## Tasks to carry out:
1) Using the text on the Arnhem long-eared bat, explain why the species carries the epithet arnhemensis.
2) According to the text on the Arnhem long-eared bat, where was the type specimen placed?
3) Extend the text on the Arnhem long-eared bat, starting after its last sentence.
--- Supplied text Enclosed Below ---
Scientific classification
- Kingdom: Animalia
- Phylum: Chordata
- Class: Mammalia
- Order: Chiroptera
- Family: Vespertilionidae
- Genus: Nyctophilus
- Species: N. arnhemensis
- Binomial name: Nyctophilus arnhemensis Johnson, 1959.

= Nyctophilus arnhemensis =

- Genus: Nyctophilus
- Species: arnhemensis
- Authority: Johnson, 1959.
- Conservation status: LC

Species of bat

Nyctophilus arnhemensis, known as the northern or Arnhem long-eared bat, is a species of Chiroptera (bats) native to northern regions of Australia. The distribution range is from north-western Queensland to northern Western Australia.

== Taxonomy ==
The description of the species was first published in 1959 by David H. Johnson, the result of examination of mammal specimens the author collected on a 1948 scientific expedition backed by American and Australia institutions. The type specimen was collected near Yirrkala, in the Arnhem Land region, and placed at the US National Museum. The taxon is widely recognised. The epithet arnhemensis indicates the origin of Johnson's specimen.

Common names regionally distinguish this species of Nyctophilus: the northern, Arnhem, or Arnhem Land, 'long-eared bat', or as Arnhem nyctophilus. The species is not restricted in range to the Arnhem Land, and occurs beyond this region of northern Australia. The vernacular northern long-eared bat is also used in reference to Nyctophilus daedalus.

==Description==
A species of Nyctophilus of intermediate size. The measurement of the tibia is 36 to 40 millimetres, and weight range is 5 to 8 grams. The hair of the back is a mid brown, rusty colour, ventral fur is lighter. An indistinct ridge of flesh, located behind the snout, is shallowly incised. The litter size is thought to be up to two young. The shorter wing arrangement is more broad, allowing it to manoeuvre more slowly through densely vegetated environments that are unavailable to micro-bats of the region. The hunting and foraging technique is to patrol branches and foliage seeking insects.

==Habitat and distribution==
Nyctophilus arnhemensis is found inhabiting mangrove, woodland and forest, and favours roosts in thick vegetation, beneath loose cover near a tree trunk. They reside under the papery bark of melaleuca species and especially favour pandanus in riparian zones. It is locally common, but limited by the amount of suitable habitat; they have been reported occupying residential roof structures. There is a preference for mangrove, especially west of the Dampier Peninsula. Freshwater sites include lagoons and waterholes.
--- End of Enclosed Supplied text ---
--- Data to examine Enclosed Below ---
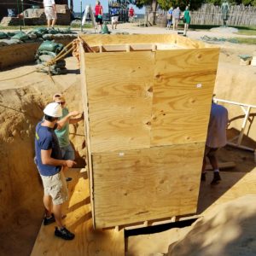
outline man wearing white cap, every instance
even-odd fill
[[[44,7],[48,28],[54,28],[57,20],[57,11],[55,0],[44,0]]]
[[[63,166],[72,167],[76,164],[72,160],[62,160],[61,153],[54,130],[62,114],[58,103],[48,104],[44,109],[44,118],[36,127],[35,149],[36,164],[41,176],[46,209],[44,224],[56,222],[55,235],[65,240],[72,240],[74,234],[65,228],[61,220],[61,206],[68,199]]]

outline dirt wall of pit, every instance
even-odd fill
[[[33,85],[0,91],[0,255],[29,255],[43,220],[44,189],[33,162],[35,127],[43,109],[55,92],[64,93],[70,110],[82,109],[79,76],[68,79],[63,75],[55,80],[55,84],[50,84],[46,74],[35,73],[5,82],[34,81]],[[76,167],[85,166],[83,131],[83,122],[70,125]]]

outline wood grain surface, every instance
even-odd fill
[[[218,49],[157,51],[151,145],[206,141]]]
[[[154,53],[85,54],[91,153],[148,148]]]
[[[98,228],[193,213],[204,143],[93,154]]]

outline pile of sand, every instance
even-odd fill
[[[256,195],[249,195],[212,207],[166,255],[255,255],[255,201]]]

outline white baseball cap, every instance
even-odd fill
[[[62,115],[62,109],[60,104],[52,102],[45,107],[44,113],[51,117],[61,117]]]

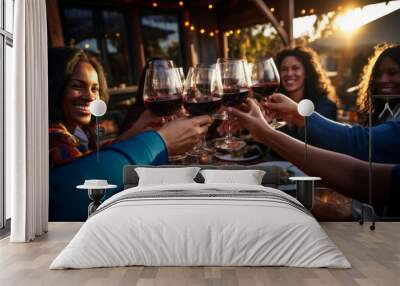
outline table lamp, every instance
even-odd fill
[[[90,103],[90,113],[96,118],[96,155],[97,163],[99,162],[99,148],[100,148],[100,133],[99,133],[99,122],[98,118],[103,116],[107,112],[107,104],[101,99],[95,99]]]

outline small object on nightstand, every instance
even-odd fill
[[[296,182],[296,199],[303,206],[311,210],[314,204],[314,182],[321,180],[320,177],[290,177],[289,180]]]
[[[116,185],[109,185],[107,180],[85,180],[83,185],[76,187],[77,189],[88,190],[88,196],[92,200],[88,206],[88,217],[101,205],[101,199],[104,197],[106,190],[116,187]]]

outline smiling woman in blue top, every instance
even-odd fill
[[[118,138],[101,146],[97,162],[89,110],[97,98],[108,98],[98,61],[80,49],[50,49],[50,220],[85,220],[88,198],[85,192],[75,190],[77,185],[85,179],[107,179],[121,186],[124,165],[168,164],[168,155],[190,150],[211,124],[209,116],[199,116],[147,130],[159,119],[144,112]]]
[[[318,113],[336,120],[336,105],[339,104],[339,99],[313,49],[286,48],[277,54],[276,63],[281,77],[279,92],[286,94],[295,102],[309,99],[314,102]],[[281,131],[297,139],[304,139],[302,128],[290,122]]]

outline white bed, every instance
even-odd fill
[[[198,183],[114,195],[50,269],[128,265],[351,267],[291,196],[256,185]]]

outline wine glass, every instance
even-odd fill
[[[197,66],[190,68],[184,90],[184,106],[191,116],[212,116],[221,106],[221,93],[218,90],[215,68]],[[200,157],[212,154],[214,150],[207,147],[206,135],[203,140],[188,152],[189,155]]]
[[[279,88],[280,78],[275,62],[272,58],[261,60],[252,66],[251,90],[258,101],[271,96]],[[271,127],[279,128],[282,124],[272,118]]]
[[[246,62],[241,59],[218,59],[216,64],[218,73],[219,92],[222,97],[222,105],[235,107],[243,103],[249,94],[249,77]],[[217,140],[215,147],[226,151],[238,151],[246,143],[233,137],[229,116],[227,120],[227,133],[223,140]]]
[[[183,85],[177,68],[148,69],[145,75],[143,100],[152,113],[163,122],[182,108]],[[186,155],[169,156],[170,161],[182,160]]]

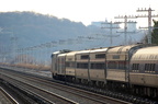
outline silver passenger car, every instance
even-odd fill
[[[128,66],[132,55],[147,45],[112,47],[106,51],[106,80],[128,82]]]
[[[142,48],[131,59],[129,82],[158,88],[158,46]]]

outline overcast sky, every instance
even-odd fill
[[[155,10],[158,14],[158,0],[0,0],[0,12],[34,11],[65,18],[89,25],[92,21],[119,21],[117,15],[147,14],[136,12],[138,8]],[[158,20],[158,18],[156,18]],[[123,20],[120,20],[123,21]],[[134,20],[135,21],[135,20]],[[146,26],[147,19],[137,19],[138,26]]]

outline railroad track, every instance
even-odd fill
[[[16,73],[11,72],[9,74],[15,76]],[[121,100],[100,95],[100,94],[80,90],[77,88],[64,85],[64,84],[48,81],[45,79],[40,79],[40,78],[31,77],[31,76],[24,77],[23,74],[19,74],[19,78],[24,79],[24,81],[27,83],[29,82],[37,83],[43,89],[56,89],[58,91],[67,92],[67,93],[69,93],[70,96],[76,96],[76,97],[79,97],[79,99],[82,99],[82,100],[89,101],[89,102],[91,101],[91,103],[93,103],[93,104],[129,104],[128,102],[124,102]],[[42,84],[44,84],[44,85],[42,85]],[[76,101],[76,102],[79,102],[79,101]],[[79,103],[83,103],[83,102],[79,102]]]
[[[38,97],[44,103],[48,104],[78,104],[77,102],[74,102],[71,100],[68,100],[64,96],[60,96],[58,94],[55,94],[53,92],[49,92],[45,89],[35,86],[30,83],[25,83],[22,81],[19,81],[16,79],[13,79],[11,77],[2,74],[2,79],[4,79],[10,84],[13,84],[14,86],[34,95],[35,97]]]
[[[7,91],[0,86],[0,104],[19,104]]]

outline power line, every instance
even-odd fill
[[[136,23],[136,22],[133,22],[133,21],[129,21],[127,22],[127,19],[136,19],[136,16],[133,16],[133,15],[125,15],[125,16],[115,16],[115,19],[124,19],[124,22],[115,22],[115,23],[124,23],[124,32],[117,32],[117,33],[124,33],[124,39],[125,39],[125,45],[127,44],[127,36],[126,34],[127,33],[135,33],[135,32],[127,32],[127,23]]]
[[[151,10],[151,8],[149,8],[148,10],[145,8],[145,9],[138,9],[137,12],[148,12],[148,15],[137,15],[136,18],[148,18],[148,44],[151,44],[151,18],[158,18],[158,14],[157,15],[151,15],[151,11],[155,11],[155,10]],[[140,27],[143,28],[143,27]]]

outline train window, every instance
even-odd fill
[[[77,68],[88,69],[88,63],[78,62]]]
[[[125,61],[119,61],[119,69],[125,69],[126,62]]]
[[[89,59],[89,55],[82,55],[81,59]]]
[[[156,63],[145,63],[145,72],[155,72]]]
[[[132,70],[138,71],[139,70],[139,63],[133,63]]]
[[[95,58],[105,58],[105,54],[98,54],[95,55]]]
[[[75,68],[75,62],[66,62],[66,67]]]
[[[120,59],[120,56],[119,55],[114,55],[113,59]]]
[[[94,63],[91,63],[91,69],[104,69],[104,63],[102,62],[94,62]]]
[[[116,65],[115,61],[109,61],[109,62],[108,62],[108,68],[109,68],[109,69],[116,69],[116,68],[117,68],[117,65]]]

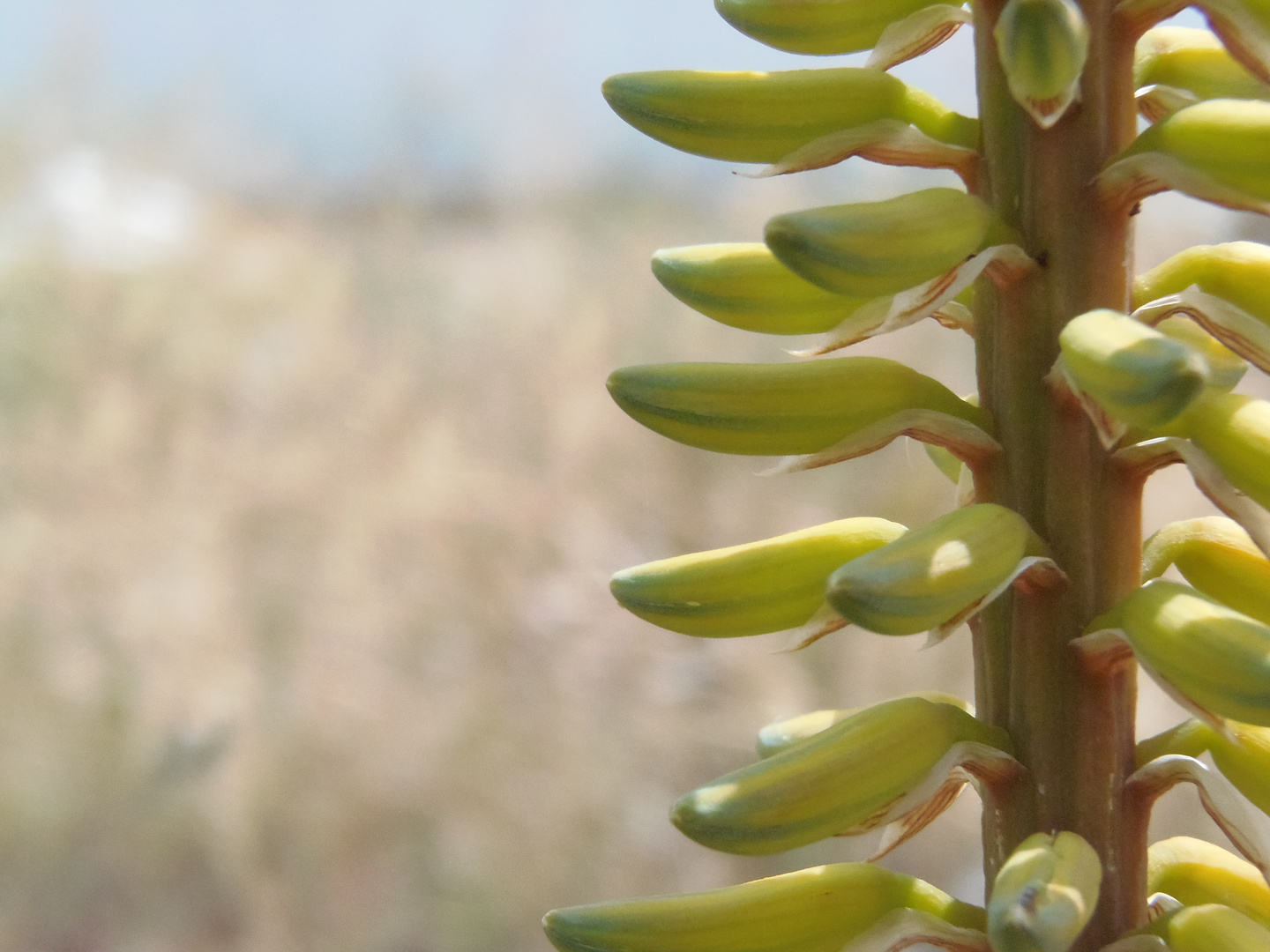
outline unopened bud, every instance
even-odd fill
--- End of Enclosed Data to examine ---
## Outputs for the tasks:
1) The epithet arnhemensis indicates where Johnson's specimen came from. The type specimen was collected near Yirrkala, in the Arnhem Land region.

2) At the US National Museum.

3)
The distribution range is at tropical regions across the north of the continent, near fresh or saline waters, at coastal areas and offshore island. This range extends beyond the Kimberley region to the west and to the Gulf of Carpentaria in the east, an outlying record at Cape York (the tip of Cape York Peninsula) was tentatively identified as this species. However, as with many vespertilionid bats of northern Australia, the population seem to have become geographically isolated by the Gulf of Carpentaria, which lacks caves and suitable trees for roosts. They occur at islands of the north, Melville Island, the Bonaparte Archipelago, Groote Eylandt, and the Sir Edward Pellew Group.

The species has fared better in pandanus environs, and remains common where the once populous hoary wattled Chalinolobus nigrogriseus seemed vulnerable to the more frequent burns; the ability to detect and evade advancing fire-fronts is assumed to have given the species an advantage. N. arnhemensis remains well hidden beneath dead fronds of the pandanus and frequently relocates, for reason of hygiene or evading a potential predator. The wetland habitat of pandanus provides large and diverse sources of food for this bat.

The species has a large population that is presumed level or increasing, and identified as 'least concern' on the international red list.
The bats are vulnerable to the consequences of altered land use, to agricultural and pastoralist activities, primarily the removal of their roosting and foraging habitat.